• _GIVEN REQUEST_
Can you rewrite the part that opens with the line containing "Where can you spot the yellow" and closes with the line containing "pixel 558 203", changing "yellow flower" to "golden blossom" and keeping everything else the same?

• _DATA LINES_
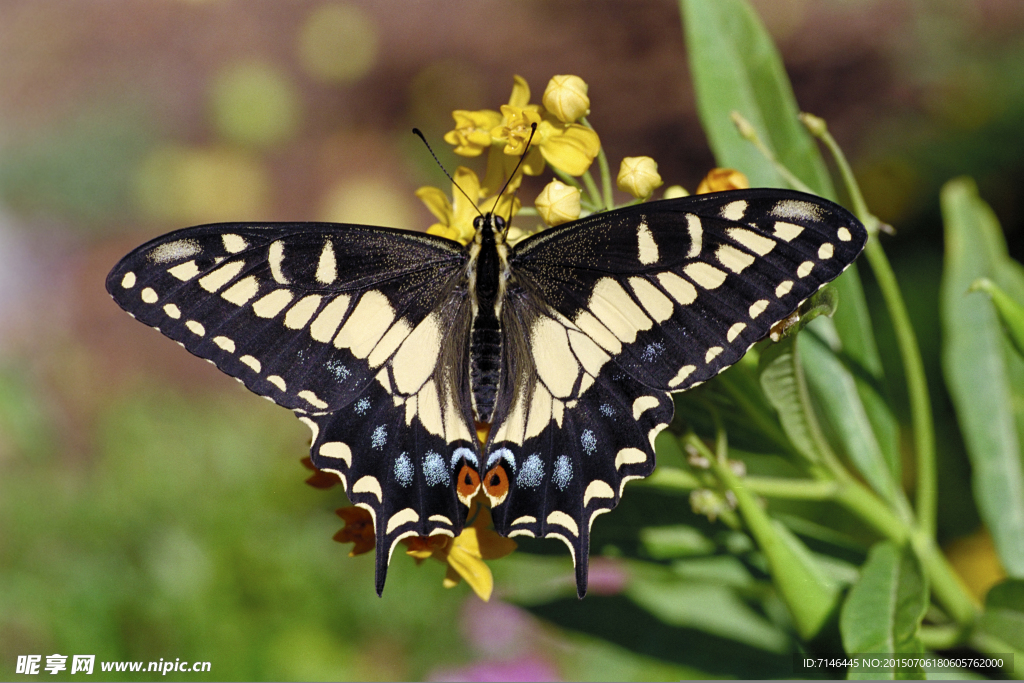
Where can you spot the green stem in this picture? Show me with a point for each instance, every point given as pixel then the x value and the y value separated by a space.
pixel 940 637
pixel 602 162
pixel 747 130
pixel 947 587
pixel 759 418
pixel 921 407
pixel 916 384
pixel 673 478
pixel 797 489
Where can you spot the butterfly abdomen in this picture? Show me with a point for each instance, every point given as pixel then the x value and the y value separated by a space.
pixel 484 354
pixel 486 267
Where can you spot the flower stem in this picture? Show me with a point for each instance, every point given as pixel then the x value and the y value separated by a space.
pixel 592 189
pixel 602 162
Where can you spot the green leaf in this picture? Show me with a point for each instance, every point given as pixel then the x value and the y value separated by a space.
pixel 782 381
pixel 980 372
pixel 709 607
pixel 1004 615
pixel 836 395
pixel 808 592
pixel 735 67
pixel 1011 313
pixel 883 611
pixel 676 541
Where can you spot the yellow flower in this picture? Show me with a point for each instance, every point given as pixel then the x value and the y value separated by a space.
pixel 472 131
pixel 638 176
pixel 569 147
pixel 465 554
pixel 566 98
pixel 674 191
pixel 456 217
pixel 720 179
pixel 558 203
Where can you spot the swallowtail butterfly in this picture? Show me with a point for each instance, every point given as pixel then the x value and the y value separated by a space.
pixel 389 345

...

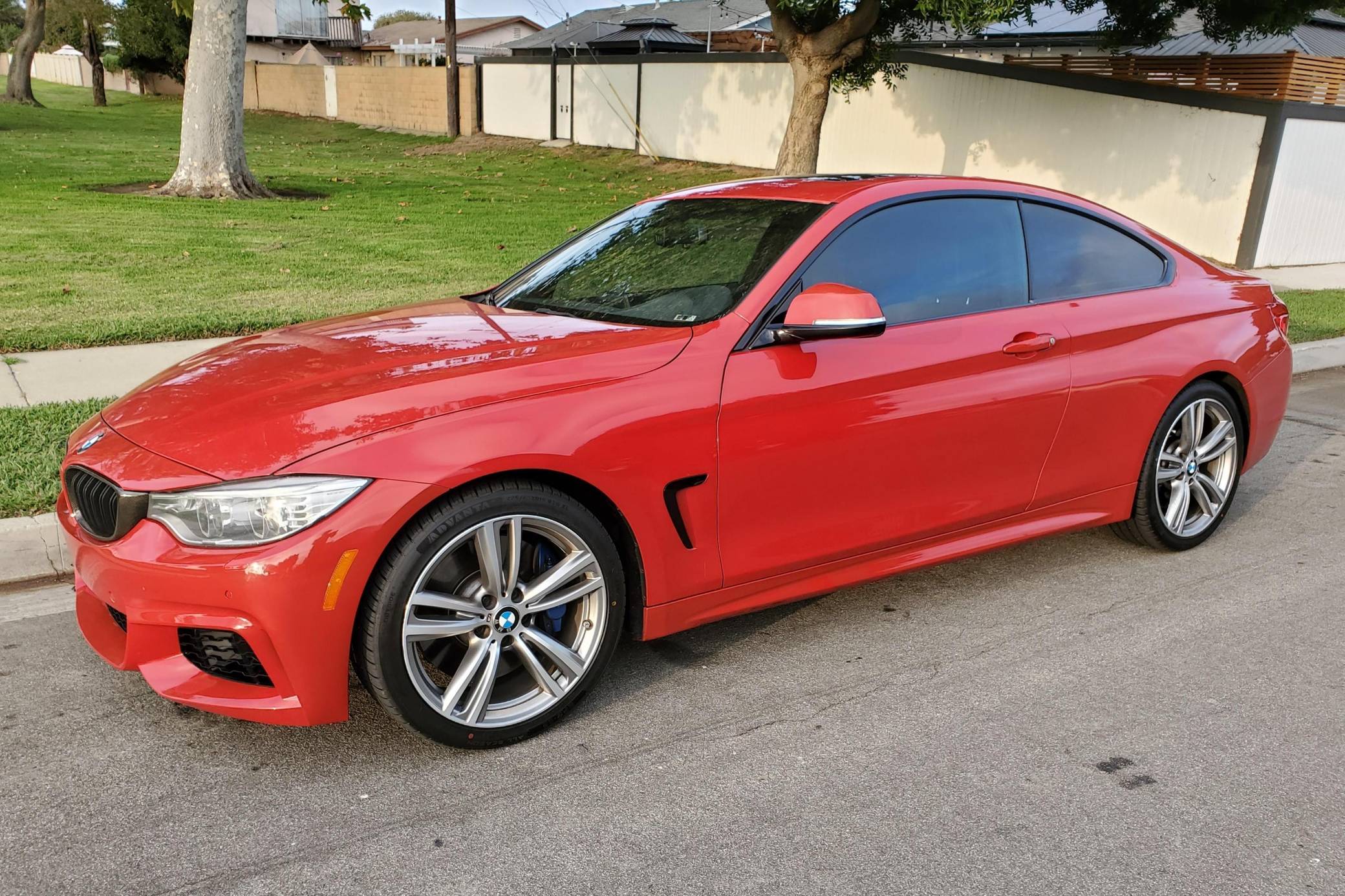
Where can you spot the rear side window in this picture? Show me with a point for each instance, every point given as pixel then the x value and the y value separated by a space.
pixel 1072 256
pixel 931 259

--

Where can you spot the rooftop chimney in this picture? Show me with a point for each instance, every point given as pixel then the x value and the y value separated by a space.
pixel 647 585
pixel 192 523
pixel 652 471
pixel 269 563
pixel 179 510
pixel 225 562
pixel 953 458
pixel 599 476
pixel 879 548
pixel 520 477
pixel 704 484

• _RESULT FOR THIS TASK_
Where can you spot the golden blossom in this picture? Show me with a point for each instance, every point given as pixel then the x value and the y value separated by a space.
pixel 472 131
pixel 638 176
pixel 569 147
pixel 465 554
pixel 566 98
pixel 674 191
pixel 456 217
pixel 720 179
pixel 558 203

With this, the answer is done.